Hey Tekstil İşçileriyle Dayanışmaya


Şimdi, Hey Tekstil direnişiyle dayanışma zamanı 
Devletten madalyalı, Hey Tekstil patronu Aynur Bektaş'ın, 3 aylık maaşları ve tazminatlarını gasp etmesi nedeniyle direnişte bulunan Hey Tekstil işçileri İstanbul Valiliği'nden TBMM'ye kadar uzanan eylem ve etkinliklerle seslerini her yerde duyurmaya çalıştı. Bunun yanı sıra Esenyurt'taki katliama tepkileri, Çapa'daki işçilere destekleri, Elif Nakış işçisi için eylemleri, Güneşli'deki işçi kurultayıyla da sınıf dayanışmasının sesi, soluğu oldu.

İşçiler direnişlerini daha da büyütmeyi hedefliyor, fakat bunun yanı sıra sıkıntıları da var. BirGün’e yapmak istediklerini ve sorunlarını anlatan işçiler maddi olarak çok zor durumda olduklarını belirterek, siyasi parti, demokratik kitle örgütleri ile emekten, emekçiden yana olan herkesten destek talep ettiler.

**Veriler**
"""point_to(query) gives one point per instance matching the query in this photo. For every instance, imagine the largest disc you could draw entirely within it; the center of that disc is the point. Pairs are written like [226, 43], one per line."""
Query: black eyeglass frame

**Yapılacaklar**
(1) Metne göre aşağıdaki soruları yanıtlayın:
(a) Hey Tekstil patronunun adı nedir?
(b) Patron, işçilerin kaç aylık maaşını gasp etmiştir?
(c) İşçiler yapmak istediklerini ve sorunlarını hangi yayına anlatmıştır?
(2) Metinde işçilerin destek talep ettiği kesimlerin tamamını sıralayın.
(3) Metnin "Hey Tekstil İşçileriyle" kelimelerinden başlayıp "destek talep ettiler." kelimeleri dahil olmak üzere o noktaya kadar uzanan kısmını kelimesi kelimesine aktarın.
Yalnızca metindeki bilgilere dayanın.

**Görev Çıktıları**
(1)
(a) Aynur Bektaş
(b) 3 aylık
(c) BirGün

(2)
- siyasi parti
- demokratik kitle örgütleri
- emekten, emekçiden yana olan herkes

(3)
Hey Tekstil İşçileriyle Dayanışmaya


Şimdi, Hey Tekstil direnişiyle dayanışma zamanı 
Devletten madalyalı, Hey Tekstil patronu Aynur Bektaş'ın, 3 aylık maaşları ve tazminatlarını gasp etmesi nedeniyle direnişte bulunan Hey Tekstil işçileri İstanbul Valiliği'nden TBMM'ye kadar uzanan eylem ve etkinliklerle seslerini her yerde duyurmaya çalıştı. Bunun yanı sıra Esenyurt'taki katliama tepkileri, Çapa'daki işçilere destekleri, Elif Nakış işçisi için eylemleri, Güneşli'deki işçi kurultayıyla da sınıf dayanışmasının sesi, soluğu oldu.

İşçiler direnişlerini daha da büyütmeyi hedefliyor, fakat bunun yanı sıra sıkıntıları da var. BirGün’e yapmak istediklerini ve sorunlarını anlatan işçiler maddi olarak çok zor durumda olduklarını belirterek, siyasi parti, demokratik kitle örgütleri ile emekten, emekçiden yana olan herkesten destek talep ettiler.